→ Task goal
Change "one dot per instance" to "one point per instance" everywhere it occurs in the items below, and reproduce every other part of those lines unchanged.

(Labeled point records)
## Begin

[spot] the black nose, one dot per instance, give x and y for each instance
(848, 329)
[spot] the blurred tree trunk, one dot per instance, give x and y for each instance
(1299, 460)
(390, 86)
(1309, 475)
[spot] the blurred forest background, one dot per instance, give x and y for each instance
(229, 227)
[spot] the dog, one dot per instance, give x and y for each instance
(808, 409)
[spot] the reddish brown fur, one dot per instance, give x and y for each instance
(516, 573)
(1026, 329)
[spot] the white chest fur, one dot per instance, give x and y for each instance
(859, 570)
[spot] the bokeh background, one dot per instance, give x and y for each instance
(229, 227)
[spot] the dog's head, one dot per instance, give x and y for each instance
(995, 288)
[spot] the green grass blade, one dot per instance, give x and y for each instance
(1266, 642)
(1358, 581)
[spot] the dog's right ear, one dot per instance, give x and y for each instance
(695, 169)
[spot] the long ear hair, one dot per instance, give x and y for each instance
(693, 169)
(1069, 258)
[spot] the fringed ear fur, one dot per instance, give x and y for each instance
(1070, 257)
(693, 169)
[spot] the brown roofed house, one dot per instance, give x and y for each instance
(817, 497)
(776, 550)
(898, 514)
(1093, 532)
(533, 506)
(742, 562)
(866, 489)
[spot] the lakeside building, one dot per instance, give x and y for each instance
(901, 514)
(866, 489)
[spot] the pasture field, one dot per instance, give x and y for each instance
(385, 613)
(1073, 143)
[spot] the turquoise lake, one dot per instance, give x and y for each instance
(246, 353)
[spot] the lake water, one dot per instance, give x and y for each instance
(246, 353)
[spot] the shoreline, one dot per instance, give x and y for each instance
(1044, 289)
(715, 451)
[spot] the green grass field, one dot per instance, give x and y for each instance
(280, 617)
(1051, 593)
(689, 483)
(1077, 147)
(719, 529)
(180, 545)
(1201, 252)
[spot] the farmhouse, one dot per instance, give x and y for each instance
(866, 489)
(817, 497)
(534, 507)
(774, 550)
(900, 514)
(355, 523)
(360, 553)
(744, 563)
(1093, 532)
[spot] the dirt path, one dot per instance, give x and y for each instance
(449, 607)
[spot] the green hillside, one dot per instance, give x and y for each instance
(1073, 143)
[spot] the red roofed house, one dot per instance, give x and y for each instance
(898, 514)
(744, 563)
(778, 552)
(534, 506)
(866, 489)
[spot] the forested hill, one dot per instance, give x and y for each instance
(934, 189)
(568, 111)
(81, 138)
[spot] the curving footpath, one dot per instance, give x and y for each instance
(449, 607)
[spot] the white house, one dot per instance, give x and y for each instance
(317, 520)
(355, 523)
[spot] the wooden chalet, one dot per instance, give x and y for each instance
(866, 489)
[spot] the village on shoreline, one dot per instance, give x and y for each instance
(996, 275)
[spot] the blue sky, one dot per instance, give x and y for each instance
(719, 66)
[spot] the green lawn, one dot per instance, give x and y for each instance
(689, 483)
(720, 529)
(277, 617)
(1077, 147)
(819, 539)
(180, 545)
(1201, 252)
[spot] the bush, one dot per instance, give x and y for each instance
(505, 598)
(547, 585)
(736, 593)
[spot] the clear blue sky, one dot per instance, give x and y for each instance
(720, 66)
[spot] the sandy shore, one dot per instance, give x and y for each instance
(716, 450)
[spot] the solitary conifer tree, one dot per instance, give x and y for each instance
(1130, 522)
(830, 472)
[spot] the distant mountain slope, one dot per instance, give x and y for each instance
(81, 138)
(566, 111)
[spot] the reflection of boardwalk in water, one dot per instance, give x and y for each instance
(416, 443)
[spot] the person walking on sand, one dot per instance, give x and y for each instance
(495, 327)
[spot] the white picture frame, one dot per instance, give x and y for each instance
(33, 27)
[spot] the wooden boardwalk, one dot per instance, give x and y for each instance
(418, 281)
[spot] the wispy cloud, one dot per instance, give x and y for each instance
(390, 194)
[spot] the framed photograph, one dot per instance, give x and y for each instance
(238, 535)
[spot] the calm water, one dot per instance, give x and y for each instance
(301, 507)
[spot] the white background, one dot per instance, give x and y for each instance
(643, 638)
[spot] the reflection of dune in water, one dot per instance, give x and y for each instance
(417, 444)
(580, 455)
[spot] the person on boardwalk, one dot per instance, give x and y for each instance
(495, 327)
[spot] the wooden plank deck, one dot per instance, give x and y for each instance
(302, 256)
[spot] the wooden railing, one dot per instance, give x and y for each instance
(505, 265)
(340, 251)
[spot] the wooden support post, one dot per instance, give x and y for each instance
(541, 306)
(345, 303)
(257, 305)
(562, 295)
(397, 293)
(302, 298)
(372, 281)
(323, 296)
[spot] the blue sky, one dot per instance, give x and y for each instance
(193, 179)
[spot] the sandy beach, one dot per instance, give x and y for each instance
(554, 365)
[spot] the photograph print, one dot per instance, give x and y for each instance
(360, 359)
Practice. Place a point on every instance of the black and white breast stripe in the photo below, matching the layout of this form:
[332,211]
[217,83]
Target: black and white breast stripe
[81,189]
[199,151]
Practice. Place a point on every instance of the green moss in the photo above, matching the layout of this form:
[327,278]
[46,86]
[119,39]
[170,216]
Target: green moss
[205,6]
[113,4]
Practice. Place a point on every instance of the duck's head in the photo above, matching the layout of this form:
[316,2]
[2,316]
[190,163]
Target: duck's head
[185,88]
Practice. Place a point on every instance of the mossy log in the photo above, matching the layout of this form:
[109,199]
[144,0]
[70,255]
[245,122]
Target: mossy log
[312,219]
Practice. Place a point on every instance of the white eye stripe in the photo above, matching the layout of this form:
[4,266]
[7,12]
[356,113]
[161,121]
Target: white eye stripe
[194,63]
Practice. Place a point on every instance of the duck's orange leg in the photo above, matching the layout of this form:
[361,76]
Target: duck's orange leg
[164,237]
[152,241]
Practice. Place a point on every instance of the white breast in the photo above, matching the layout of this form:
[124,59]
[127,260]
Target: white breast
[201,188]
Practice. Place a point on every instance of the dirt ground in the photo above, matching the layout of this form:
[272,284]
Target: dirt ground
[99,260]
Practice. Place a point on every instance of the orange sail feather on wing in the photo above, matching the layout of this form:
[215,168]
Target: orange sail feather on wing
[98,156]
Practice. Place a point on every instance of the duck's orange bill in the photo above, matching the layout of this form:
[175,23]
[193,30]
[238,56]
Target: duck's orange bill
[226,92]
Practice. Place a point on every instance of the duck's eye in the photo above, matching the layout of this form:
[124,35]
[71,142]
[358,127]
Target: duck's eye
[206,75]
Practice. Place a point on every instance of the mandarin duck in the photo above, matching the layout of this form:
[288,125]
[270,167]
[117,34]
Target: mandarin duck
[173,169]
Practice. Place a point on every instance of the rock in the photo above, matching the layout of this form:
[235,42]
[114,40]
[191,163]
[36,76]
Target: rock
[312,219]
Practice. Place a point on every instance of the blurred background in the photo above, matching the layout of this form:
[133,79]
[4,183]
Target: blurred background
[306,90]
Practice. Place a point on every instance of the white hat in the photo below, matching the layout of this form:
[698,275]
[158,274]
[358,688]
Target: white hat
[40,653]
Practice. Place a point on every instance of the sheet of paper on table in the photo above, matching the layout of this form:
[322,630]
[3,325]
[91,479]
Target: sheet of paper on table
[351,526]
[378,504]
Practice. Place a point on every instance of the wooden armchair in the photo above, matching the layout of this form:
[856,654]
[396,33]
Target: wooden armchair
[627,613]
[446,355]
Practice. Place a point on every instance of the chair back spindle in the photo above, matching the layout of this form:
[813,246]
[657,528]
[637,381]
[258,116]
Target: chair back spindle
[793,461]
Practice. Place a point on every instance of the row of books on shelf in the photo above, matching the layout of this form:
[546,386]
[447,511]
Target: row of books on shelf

## End

→ Answer to this problem
[spot] the black nose, one point per instance, give x and y for each instance
(848, 329)
[spot] the blurred tree trunk, one point per instance, give x and y for each instance
(1299, 460)
(390, 86)
(1309, 475)
[spot] the blurred forest background, one point per instance, give x and y for each instance
(229, 227)
[spot] the dog, one point per instance, give x and y for each instance
(808, 409)
[spot] the reddish brown fur, one point per instance, give x and y for each instance
(516, 573)
(1026, 329)
[spot] the white chest fur, one point per instance, give x and y for each instance
(859, 570)
[spot] the bokeh background, one point per instance, give x and y for each instance
(229, 227)
[spot] the dog's head, one point per instance, give x and y for each instance
(995, 288)
[spot] the green grass blade, one point per instance, give x and y for each instance
(1266, 642)
(1358, 581)
[spot] the dog's right ear, one point per instance, give x and y for each instance
(695, 169)
[spot] the long ear hair, one point per instance, give x and y for each instance
(693, 169)
(1069, 258)
[spot] the fringed ear fur, one point per instance, give x and y for each instance
(1070, 257)
(693, 169)
[spot] the brown roofed house, one point per instance, give x and y for each instance
(817, 497)
(776, 550)
(898, 514)
(1093, 532)
(533, 506)
(742, 562)
(866, 489)
[spot] the lakeside building, one point per instance, give x and y for each instance
(901, 514)
(866, 489)
[spot] the pasture field, one point per instance, give x and y for each instance
(385, 613)
(1073, 143)
[spot] the turquoise lake, one point per instance, give x and y for each instance
(246, 353)
[spot] the lake water, one point per instance, give x and y for each instance
(246, 353)
[spot] the shoreline, one point per instance, give x and y for each instance
(1044, 289)
(715, 451)
[spot] the green grass field, one point per instance, give x and y for each instance
(280, 617)
(1051, 593)
(689, 483)
(1077, 147)
(719, 529)
(180, 545)
(1201, 252)
[spot] the farmhouse, one point per instance, give x and y for each instance
(866, 489)
(817, 497)
(534, 507)
(774, 550)
(900, 514)
(355, 523)
(360, 553)
(744, 563)
(1093, 532)
[spot] the dirt path, one point per instance, give x and y for each instance
(449, 607)
[spot] the green hillside, one point per instance, give x and y for each instance
(1073, 143)
[spot] the red roofed house, one point per instance, give x and y for each instance
(898, 514)
(744, 563)
(778, 552)
(534, 506)
(866, 489)
[spot] the forested hill, one point per instance, give x and y for each instance
(934, 189)
(568, 111)
(81, 138)
[spot] the curving footpath, one point per instance, give x and y for each instance
(449, 607)
[spot] the white house, one point per instance, give x and y for each instance
(317, 520)
(355, 523)
[spot] the wooden chalet, one point per instance, give x and y for each instance
(866, 489)
[spot] the village on shoreline, one point per instance, give x and y for each instance
(996, 275)
[spot] the blue sky, one point per instance, give x and y for each instance
(719, 66)
[spot] the green lawn, one point per instance, give x and y for each instance
(689, 483)
(720, 529)
(277, 617)
(1077, 147)
(819, 539)
(180, 545)
(1201, 252)
[spot] the bush, one point per instance, give x and y for each instance
(505, 598)
(547, 585)
(736, 593)
[spot] the clear blue sky, one point per instance, give x and y for each instance
(720, 66)
[spot] the sandy shore, one point per instance, give x and y for each instance
(716, 450)
[spot] the solitary conifer tree, one point per instance, give x and y for each instance
(1130, 522)
(830, 472)
[spot] the distant mountain slope, one point per instance, give x and y for each instance
(81, 138)
(566, 111)
[spot] the reflection of boardwalk in water, one point per instance, give x and y for each instance
(416, 443)
[spot] the person walking on sand, one point per instance, give x and y for each instance
(495, 327)
[spot] the white picture frame, one point per instance, give x and y for each instance
(33, 27)
[spot] the wooden boardwalk, one point per instance, give x and y for each instance
(418, 281)
[spot] the wispy cloud, one point per instance, give x and y for each instance
(390, 194)
[spot] the framed photograph, one point per instance, give x and y for each instance
(238, 535)
[spot] the calm water, one point per instance, give x and y for each instance
(301, 507)
[spot] the white background, one point per instance, give x and y for each instance
(643, 638)
[spot] the reflection of dune in water, one point per instance, give x and y for each instance
(417, 444)
(580, 455)
[spot] the person on boardwalk, one point per instance, give x and y for each instance
(495, 327)
[spot] the wooden plank deck, one point per instance, give x and y for each instance
(302, 256)
[spot] the wooden railing, one point per instance, give x and y for each instance
(505, 265)
(340, 251)
[spot] the wooden support post, one point per instance, give x and y for each instance
(541, 306)
(345, 303)
(257, 305)
(562, 295)
(397, 293)
(302, 298)
(372, 281)
(323, 296)
[spot] the blue sky, one point per instance, give x and y for each instance
(193, 179)
[spot] the sandy beach, one point per instance, give x and y for each instance
(554, 365)
[spot] the photograph print, one point per instance, give x and y for each instance
(360, 359)
Practice. Place a point on every instance of the black and white breast stripe in the photo below, matching the layout of this form:
[332,211]
[217,83]
Target: black and white breast stripe
[81,189]
[199,151]
Practice. Place a point on every instance of the green moss in the photo above, matching the layout of this form:
[327,278]
[46,86]
[119,39]
[170,216]
Target: green moss
[205,6]
[113,4]
Practice. Place a point on every instance of the duck's head in the photo above, matching the layout of this form:
[316,2]
[2,316]
[190,163]
Target: duck's head
[185,88]
Practice. Place a point on every instance of the mossy log in the photo above, matching the layout of this form:
[109,199]
[144,0]
[70,255]
[245,122]
Target: mossy log
[312,219]
Practice. Place a point on every instance of the white eye stripe in the photo above, matching the layout of this form:
[4,266]
[7,12]
[356,113]
[161,121]
Target: white eye stripe
[194,63]
Practice. Place a point on every instance of the duck's orange leg in the photo above, matching the layout of this form:
[361,76]
Target: duck's orange leg
[164,237]
[152,241]
Practice. Place a point on every instance of the white breast in the photo above, matching the layout of this form:
[124,59]
[127,260]
Target: white breast
[201,188]
Practice. Place a point on every instance of the dirt ground in the photo above, matching the layout of this form:
[272,284]
Target: dirt ground
[99,260]
Practice. Place a point on every instance of the orange sail feather on wing in the photo above, matching the layout of this form:
[215,168]
Target: orange sail feather on wing
[98,156]
Practice. Place a point on every instance of the duck's orange bill in the photo above, matching the layout of this form:
[175,23]
[193,30]
[238,56]
Target: duck's orange bill
[226,92]
Practice. Place a point on every instance of the duck's eye in the photo above, matching the layout of this form:
[124,35]
[71,142]
[358,127]
Target: duck's eye
[206,75]
Practice. Place a point on every instance of the mandarin duck in the photo above, matching the layout of this form:
[288,125]
[270,167]
[117,34]
Target: mandarin duck
[173,169]
Practice. Place a point on every instance of the rock in the photo above, matching the layout of this form:
[235,42]
[114,40]
[191,163]
[36,76]
Target: rock
[312,219]
Practice. Place a point on every instance of the blurred background in the photo above, matching the layout of this form:
[133,79]
[4,183]
Target: blurred background
[306,90]
Practice. Place a point on every instance of the white hat in the photo below, matching the layout of this form:
[698,275]
[158,274]
[358,688]
Target: white hat
[40,653]
Practice. Place a point on every instance of the sheet of paper on table in the photo above, matching the layout of this form:
[322,630]
[3,325]
[91,479]
Target: sheet of paper on table
[351,526]
[378,504]
Practice. Place a point on every instance of the wooden armchair in the photo above, matching the layout of this form:
[856,654]
[396,33]
Target: wooden armchair
[627,613]
[446,355]
Practice. Place a point on every instance of the chair back spindle in the photo above, matching the layout of this form:
[813,246]
[657,528]
[637,381]
[258,116]
Target: chair back spindle
[793,461]
Practice. Place a point on every instance of the row of books on shelf in the photo above, matching the layout of this form:
[546,386]
[447,511]
Target: row of books on shelf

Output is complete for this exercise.